--- start of LISTED ENTRIES ---
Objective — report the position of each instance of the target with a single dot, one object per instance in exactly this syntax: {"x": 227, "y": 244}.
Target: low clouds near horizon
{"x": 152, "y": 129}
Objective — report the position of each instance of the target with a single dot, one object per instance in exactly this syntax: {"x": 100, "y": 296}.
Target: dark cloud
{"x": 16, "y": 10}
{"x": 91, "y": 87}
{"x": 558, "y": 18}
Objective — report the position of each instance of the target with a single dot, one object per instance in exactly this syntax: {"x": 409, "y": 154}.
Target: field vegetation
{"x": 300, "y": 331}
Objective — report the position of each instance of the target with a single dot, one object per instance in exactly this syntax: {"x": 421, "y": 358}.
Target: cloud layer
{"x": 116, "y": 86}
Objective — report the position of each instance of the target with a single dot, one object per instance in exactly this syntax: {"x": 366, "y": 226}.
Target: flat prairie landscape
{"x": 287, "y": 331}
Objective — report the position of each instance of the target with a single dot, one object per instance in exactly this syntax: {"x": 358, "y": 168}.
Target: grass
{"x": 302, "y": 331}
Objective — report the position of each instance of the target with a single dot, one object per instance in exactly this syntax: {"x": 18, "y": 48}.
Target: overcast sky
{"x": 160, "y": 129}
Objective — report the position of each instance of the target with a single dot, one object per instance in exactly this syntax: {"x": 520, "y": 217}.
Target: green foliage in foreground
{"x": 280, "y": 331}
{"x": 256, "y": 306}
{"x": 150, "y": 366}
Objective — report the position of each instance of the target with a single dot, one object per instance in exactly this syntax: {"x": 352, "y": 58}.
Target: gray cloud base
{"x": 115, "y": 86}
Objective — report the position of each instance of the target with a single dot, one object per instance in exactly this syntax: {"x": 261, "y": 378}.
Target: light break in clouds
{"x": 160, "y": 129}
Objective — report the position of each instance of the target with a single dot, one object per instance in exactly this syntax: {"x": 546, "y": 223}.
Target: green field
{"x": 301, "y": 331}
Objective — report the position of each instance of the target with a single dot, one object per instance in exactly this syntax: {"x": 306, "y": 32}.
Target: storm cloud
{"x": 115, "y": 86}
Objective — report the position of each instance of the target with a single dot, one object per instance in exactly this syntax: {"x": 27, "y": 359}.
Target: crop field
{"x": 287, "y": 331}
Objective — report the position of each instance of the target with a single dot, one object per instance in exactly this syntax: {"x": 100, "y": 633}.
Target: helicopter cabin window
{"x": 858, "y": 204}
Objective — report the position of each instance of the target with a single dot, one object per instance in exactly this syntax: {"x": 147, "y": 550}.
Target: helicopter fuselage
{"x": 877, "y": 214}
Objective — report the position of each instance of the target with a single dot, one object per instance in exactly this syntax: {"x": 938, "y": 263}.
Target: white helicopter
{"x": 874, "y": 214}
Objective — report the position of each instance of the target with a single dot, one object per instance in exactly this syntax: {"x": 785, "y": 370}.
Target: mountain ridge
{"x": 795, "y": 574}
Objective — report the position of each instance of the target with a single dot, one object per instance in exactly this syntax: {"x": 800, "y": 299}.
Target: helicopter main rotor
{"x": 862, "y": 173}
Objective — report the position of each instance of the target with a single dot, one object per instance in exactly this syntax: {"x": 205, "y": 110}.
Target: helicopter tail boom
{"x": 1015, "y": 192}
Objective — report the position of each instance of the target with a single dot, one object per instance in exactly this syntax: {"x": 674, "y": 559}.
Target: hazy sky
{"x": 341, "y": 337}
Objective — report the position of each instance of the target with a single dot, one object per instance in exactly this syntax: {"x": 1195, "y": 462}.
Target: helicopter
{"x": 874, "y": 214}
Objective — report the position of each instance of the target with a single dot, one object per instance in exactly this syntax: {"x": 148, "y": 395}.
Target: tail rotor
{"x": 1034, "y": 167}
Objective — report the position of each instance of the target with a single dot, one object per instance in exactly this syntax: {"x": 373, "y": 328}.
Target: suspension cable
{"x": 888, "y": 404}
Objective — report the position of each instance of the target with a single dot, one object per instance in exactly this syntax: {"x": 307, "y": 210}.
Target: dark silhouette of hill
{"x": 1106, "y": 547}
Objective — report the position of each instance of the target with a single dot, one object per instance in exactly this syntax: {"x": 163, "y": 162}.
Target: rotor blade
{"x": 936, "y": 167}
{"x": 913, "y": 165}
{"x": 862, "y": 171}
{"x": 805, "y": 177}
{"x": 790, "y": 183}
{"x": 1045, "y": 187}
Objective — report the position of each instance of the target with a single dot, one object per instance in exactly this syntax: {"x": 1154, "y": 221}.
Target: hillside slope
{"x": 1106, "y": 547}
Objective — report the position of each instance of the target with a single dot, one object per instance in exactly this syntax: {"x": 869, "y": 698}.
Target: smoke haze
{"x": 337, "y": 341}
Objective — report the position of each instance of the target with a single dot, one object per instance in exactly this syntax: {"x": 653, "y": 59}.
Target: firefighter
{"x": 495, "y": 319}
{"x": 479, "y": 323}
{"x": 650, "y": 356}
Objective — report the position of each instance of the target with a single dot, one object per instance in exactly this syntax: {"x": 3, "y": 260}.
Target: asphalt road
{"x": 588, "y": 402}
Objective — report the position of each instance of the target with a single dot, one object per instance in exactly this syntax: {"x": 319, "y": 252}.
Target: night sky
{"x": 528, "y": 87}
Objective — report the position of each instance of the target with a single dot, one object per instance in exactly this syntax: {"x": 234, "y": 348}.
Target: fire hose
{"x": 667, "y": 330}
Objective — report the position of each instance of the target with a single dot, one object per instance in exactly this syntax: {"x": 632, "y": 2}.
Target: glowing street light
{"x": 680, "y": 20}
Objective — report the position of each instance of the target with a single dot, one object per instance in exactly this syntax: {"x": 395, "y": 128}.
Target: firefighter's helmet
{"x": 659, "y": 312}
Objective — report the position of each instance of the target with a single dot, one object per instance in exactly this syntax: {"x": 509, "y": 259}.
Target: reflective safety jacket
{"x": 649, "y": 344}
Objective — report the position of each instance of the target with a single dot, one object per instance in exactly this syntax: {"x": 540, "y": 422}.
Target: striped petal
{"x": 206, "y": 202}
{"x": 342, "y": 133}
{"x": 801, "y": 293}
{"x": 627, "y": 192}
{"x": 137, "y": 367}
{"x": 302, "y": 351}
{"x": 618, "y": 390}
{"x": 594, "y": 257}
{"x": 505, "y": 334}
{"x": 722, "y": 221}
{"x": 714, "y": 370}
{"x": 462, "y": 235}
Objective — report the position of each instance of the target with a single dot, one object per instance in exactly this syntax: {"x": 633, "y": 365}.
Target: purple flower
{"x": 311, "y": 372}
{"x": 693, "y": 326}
--- end of LISTED ENTRIES ---
STATED TASK: Copy out all of the lines above exactly.

COMPLETE ANSWER:
Objective — report the position of each instance of the target with a single dot, one object per instance in exactly this syntax: {"x": 227, "y": 244}.
Target: low clouds near horizon
{"x": 152, "y": 129}
Objective — report the position of each instance of the target with a single dot, one object per instance in exactly this syntax: {"x": 100, "y": 296}.
Target: dark cloud
{"x": 16, "y": 10}
{"x": 91, "y": 87}
{"x": 558, "y": 18}
Objective — report the position of each instance of the target with a single dot, one object per instance in exactly this syntax: {"x": 409, "y": 154}.
Target: field vegetation
{"x": 300, "y": 331}
Objective — report the position of each instance of the target with a single dot, one object per instance in exactly this syntax: {"x": 421, "y": 358}.
Target: cloud layer
{"x": 116, "y": 86}
Objective — report the position of each instance of the target with a single dot, one object per instance in exactly this syntax: {"x": 366, "y": 226}.
Target: flat prairie landscape
{"x": 287, "y": 331}
Objective — report the position of each instance of the target with a single dot, one object per instance in exactly this syntax: {"x": 358, "y": 168}.
Target: grass
{"x": 302, "y": 331}
Objective — report the position of each instance of the target with a single dot, one object per instance in exactly this syntax: {"x": 18, "y": 48}.
Target: overcast sky
{"x": 160, "y": 129}
Objective — report the position of each instance of the target with a single dot, one object per instance in exactly this syntax: {"x": 520, "y": 217}.
Target: green foliage in foreground
{"x": 280, "y": 331}
{"x": 256, "y": 306}
{"x": 150, "y": 366}
Objective — report the position of each instance of the target with a single dot, one object per instance in exactly this syntax: {"x": 352, "y": 58}.
Target: gray cloud base
{"x": 115, "y": 86}
Objective — report the position of each instance of the target with a single dot, one object per instance in exactly this syntax: {"x": 261, "y": 378}.
Target: light break in clouds
{"x": 160, "y": 129}
Objective — report the position of each instance of the target with a single dot, one object per instance in exactly this syntax: {"x": 546, "y": 223}.
Target: green field
{"x": 301, "y": 331}
Objective — report the position of each instance of the target with a single dot, one object per instance in exactly this syntax: {"x": 306, "y": 32}.
Target: storm cloud
{"x": 115, "y": 86}
Objective — report the position of each instance of the target with a single dot, one object per instance in exactly this syntax: {"x": 27, "y": 359}.
Target: crop field
{"x": 287, "y": 331}
Objective — report the position of each instance of the target with a single dot, one object per instance in exactly this syntax: {"x": 100, "y": 633}.
Target: helicopter cabin window
{"x": 858, "y": 204}
Objective — report the position of each instance of the target with a single dot, one object per instance in exactly this syntax: {"x": 147, "y": 550}.
Target: helicopter fuselage
{"x": 877, "y": 214}
Objective — report the position of each instance of the target with a single dot, one object per instance in exactly this syntax: {"x": 938, "y": 263}.
Target: white helicopter
{"x": 874, "y": 214}
Objective — report the position of each instance of the target with a single dot, one object per instance in exactly this syntax: {"x": 785, "y": 370}.
Target: mountain ridge
{"x": 795, "y": 574}
Objective — report the position of each instance of the target with a single dot, one object per instance in exactly this syntax: {"x": 800, "y": 299}.
Target: helicopter main rotor
{"x": 862, "y": 173}
Objective — report the position of each instance of the target with a single dot, one object per instance in exactly this syntax: {"x": 205, "y": 110}.
Target: helicopter tail boom
{"x": 1015, "y": 192}
Objective — report the position of each instance of the target with a single dot, one object per instance in exactly this syntax: {"x": 674, "y": 559}.
Target: hazy sky
{"x": 341, "y": 337}
Objective — report the position of each instance of the target with a single dot, one object per instance in exactly this syntax: {"x": 1195, "y": 462}.
Target: helicopter
{"x": 874, "y": 214}
Objective — report the position of each instance of the target with a single dot, one object per instance in exactly this syntax: {"x": 148, "y": 395}.
Target: tail rotor
{"x": 1034, "y": 167}
Objective — report the position of each instance of the target with a single dot, one object per instance in exactly this syntax: {"x": 373, "y": 328}.
Target: suspension cable
{"x": 888, "y": 404}
Objective — report the position of each instance of the target with a single dot, one object per instance in exactly this syntax: {"x": 307, "y": 210}.
Target: dark silhouette of hill
{"x": 1106, "y": 547}
Objective — report the position of each instance of the target with a single dot, one object per instance in exactly this syntax: {"x": 163, "y": 162}.
Target: rotor blade
{"x": 936, "y": 167}
{"x": 913, "y": 165}
{"x": 862, "y": 171}
{"x": 805, "y": 177}
{"x": 790, "y": 183}
{"x": 1045, "y": 187}
Objective — report the position of each instance of the target with a single dot, one object per instance in exactly this syntax: {"x": 1154, "y": 221}.
Target: hillside slope
{"x": 1106, "y": 547}
Objective — report the position of each instance of the target with a single dot, one object per instance in exactly this syntax: {"x": 869, "y": 698}.
Target: smoke haze
{"x": 337, "y": 341}
Objective — report the position of each instance of the target with a single dot, one object per instance in exactly this syntax: {"x": 653, "y": 59}.
Target: firefighter
{"x": 495, "y": 319}
{"x": 479, "y": 323}
{"x": 650, "y": 356}
Objective — report the position of each instance of the target with a single dot, one object per instance in exactly this syntax: {"x": 3, "y": 260}.
Target: asphalt road
{"x": 588, "y": 402}
Objective — report the position of each instance of the target with a single dot, one object per instance in exactly this syntax: {"x": 319, "y": 252}.
Target: night sky
{"x": 528, "y": 87}
Objective — report the position of each instance of the target with a single dot, one object per instance in exactly this syntax: {"x": 234, "y": 348}.
Target: fire hose
{"x": 667, "y": 330}
Objective — report the position of each instance of the target with a single dot, one object per instance in exactly this syntax: {"x": 632, "y": 2}.
Target: glowing street light
{"x": 680, "y": 20}
Objective — report the position of each instance of the target with a single dot, one object per instance in exactly this syntax: {"x": 395, "y": 128}.
Target: firefighter's helmet
{"x": 659, "y": 312}
Objective — report the position of each instance of the target with a single dot, one object per instance in exactly this syntax: {"x": 509, "y": 259}.
Target: reflective safety jacket
{"x": 649, "y": 344}
Objective — report the position of each instance of the target with a single dot, one object per instance in exactly this syntax: {"x": 540, "y": 422}.
Target: striped petal
{"x": 206, "y": 202}
{"x": 342, "y": 133}
{"x": 801, "y": 293}
{"x": 627, "y": 192}
{"x": 137, "y": 367}
{"x": 302, "y": 351}
{"x": 618, "y": 390}
{"x": 594, "y": 257}
{"x": 505, "y": 334}
{"x": 722, "y": 221}
{"x": 714, "y": 370}
{"x": 462, "y": 235}
Objective — report the position of each instance of the target with a single dot, one object per instance in exactly this syntax: {"x": 633, "y": 365}.
Target: purple flower
{"x": 311, "y": 372}
{"x": 693, "y": 326}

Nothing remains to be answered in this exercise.